▶ _Source extract_
The Brevity Matrix

20151013_153203In the RTO Course we spend the bulk of our time on basic skill building- operator technique, antenna types and construction, planning and report formats for sending information rapidly and accurately. It’s a starting point, covering the basics in two days. With that said, one of the common questions I get is regarding the length of the reports when they’re sent. If interception is a concern, and it always is, how do we shorten this up or obscure it to the point of being useless to listen to? There’s a few answers to this question, including going high tech/more complicated/more expensive with equipment, more efficient antenna construction for directivity, and finally, creating a BREVMAT.

A Brevity Matrix, or BREVMAT, is a randomly generated series of codes that are commonly understood by your group and shorten the transmission. In the amateur radio world we use Q codes, and 10 codes are the most widely known in both the CB and public service realms. Like I state in class, what you and your group do is up to you- if the basics are observed and everyone is on the same page, then it’s not wrong.

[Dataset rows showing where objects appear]

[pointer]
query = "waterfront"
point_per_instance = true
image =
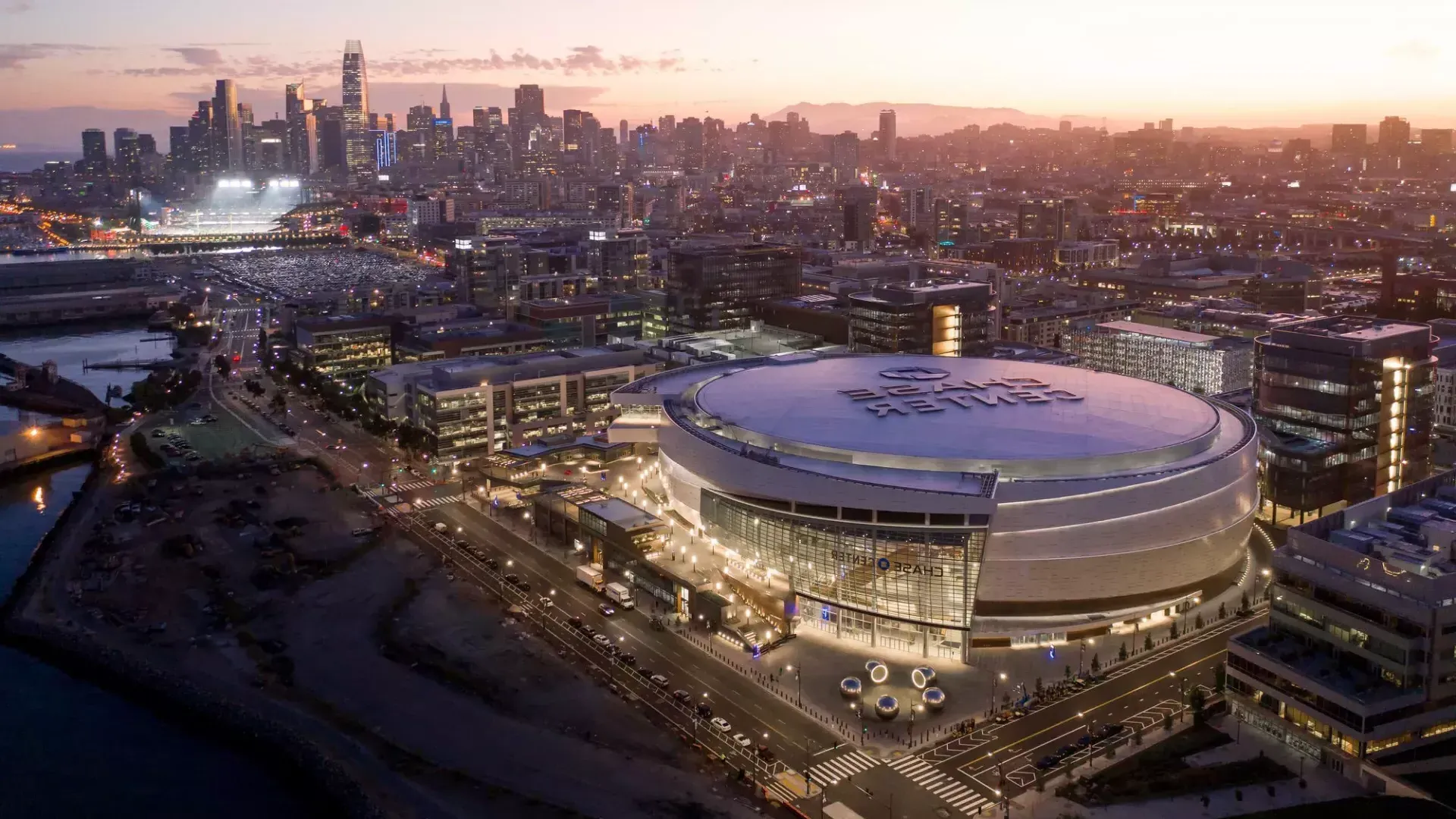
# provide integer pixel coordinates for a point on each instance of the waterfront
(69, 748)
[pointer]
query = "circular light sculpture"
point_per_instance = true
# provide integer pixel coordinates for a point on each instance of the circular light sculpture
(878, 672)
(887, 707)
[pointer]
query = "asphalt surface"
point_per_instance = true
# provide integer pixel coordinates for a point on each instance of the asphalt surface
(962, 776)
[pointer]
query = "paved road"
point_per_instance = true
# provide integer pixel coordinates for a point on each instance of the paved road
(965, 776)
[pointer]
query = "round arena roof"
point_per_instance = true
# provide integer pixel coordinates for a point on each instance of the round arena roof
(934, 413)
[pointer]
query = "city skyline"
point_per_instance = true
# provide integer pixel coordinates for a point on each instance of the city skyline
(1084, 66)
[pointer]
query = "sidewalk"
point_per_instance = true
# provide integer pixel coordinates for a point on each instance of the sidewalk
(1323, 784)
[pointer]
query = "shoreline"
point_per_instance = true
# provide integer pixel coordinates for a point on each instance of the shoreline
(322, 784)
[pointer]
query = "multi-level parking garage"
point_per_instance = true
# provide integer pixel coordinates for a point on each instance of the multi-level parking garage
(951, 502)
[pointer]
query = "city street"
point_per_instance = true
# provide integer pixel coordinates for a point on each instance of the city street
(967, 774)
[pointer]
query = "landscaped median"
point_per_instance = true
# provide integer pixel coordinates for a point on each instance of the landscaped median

▶ _Stated task 1_
Format every line of the dataset rows above as a Markdown table with two columns, "No." and "Line," numbering each row and leaving out blank lines. Omit the pictures from the table.
▶ _Stated task 2_
Resume the text on brevity matrices for radio reports from the point where it stops.

▶ _Expected answer 1_
| No. | Line |
|---|---|
| 1 | [pointer] |
| 2 | query = "waterfront" |
| 3 | point_per_instance = true |
| 4 | image = |
| 5 | # provide integer pixel coordinates for a point on each instance of the waterfront |
| 6 | (69, 748) |
| 7 | [pointer] |
| 8 | query = "circular light sculpture" |
| 9 | point_per_instance = true |
| 10 | # provide integer pixel coordinates for a point on each instance of the circular light sculpture |
| 11 | (878, 672) |
| 12 | (887, 707) |
| 13 | [pointer] |
| 14 | query = "asphalt surface" |
| 15 | point_per_instance = true |
| 16 | # provide integer pixel coordinates for a point on each instance of the asphalt surface |
| 17 | (962, 776) |
| 18 | [pointer] |
| 19 | query = "paved road" |
| 20 | point_per_instance = true |
| 21 | # provide integer pixel coordinates for a point on each instance of the paved road |
| 22 | (965, 776) |
| 23 | [pointer] |
| 24 | query = "round arena roof" |
| 25 | point_per_instance = true |
| 26 | # provide integer pixel coordinates for a point on each instance of the round arena roof |
| 27 | (934, 413) |
| 28 | [pointer] |
| 29 | query = "city skyline" |
| 30 | point_per_instance = true |
| 31 | # provide integer pixel coordinates for a point on each instance of the city skyline |
| 32 | (1084, 66) |
| 33 | [pointer] |
| 34 | query = "sidewalk" |
| 35 | point_per_instance = true |
| 36 | # provide integer pixel coordinates for a point on each instance of the sidewalk |
| 37 | (1323, 784) |
| 38 | [pointer] |
| 39 | query = "shoreline" |
| 40 | point_per_instance = true |
| 41 | # provide integer pixel coordinates for a point on each instance of the shoreline |
| 42 | (322, 784) |
| 43 | [pointer] |
| 44 | query = "multi-level parking garage" |
| 45 | point_per_instance = true |
| 46 | # provide integer pixel coordinates for a point on each instance of the multi-level parking garage |
| 47 | (951, 502) |
| 48 | [pointer] |
| 49 | query = "city street" |
| 50 | point_per_instance = true |
| 51 | # provide integer pixel coordinates for a point on each instance of the city street |
| 52 | (967, 774) |
| 53 | [pointer] |
| 54 | query = "landscaped median" |
| 55 | point_per_instance = true |
| 56 | # provide integer pixel coordinates for a point on each instance of the landscaped median |

▶ _Expected answer 2_
remote setup.jpgTactical BREVMATs are created and included in your Signals Operating Index (SOI), they are recycled each time the SOI changes (which is usually a set period of time, and for missions, mission-specific). This information can then be encoded into a One Time Pad (OTP) message and sent to higher analysis and control element (ACE) if coordinated over a region.

The following is a sample BREVMAT sent in by a very well seasoned reader (it’s much appreciated my friend, stay frosty) and a template for you to follow:



It may look somewhat complicated and a lot of work, and make no mistake, it is – but this is not an easy business and takes discipline to get right. As another well experienced individual stated in class, you’ll want to know this stuff when your life actually depends on it.  There’s a heck of a lot more to low level armed conflict than tearing off into the bush with a $1500 weapon and cool-guy kit when your only training is shooting fast at stationary targets; the people that do that are speed bumps for the well trained, unassuming guy with a 30-30 and a solid plan.

35 thoughts on “The Brevity Matrix

  1. Cavguy

    Thanks for another template. We got away from simple when we went digital radio and blue force tracker and the rest of the Jedi worrier tech stuff.

    Bingo cards, is what we called them in the CAV. I’ve jenned up some but more is better.



  2. Mike KN4FFK

    Once again, this is some very good stuff. I especially appreciate the examples you presented.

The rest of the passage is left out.